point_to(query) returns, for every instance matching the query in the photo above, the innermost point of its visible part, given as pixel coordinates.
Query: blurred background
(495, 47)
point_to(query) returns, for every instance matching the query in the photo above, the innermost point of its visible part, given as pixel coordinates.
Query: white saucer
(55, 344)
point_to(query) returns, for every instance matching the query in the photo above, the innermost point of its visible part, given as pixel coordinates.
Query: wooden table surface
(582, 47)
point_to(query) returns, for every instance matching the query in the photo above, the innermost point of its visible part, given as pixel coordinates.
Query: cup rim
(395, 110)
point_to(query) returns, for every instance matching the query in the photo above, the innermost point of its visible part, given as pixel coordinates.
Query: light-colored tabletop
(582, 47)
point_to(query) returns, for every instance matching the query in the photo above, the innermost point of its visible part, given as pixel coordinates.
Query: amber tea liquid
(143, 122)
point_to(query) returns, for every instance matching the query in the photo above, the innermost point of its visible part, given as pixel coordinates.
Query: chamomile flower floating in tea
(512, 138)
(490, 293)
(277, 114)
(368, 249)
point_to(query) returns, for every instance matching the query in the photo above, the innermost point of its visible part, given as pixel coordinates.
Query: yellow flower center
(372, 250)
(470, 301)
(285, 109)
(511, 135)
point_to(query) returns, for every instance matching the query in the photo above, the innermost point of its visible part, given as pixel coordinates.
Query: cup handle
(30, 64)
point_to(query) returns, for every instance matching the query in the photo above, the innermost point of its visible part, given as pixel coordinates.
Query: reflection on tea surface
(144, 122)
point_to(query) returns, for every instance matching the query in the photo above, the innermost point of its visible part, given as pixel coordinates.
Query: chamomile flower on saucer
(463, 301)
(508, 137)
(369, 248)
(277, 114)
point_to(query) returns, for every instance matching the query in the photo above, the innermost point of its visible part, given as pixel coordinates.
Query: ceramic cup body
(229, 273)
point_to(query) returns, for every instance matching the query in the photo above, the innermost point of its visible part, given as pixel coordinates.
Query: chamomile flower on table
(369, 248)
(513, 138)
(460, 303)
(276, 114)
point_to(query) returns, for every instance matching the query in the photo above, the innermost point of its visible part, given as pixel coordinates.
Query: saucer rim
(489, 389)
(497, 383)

* [Work instructions]:
Count the rows above that contain the word "surface" and reply with only that number.

* [Expected answer]:
2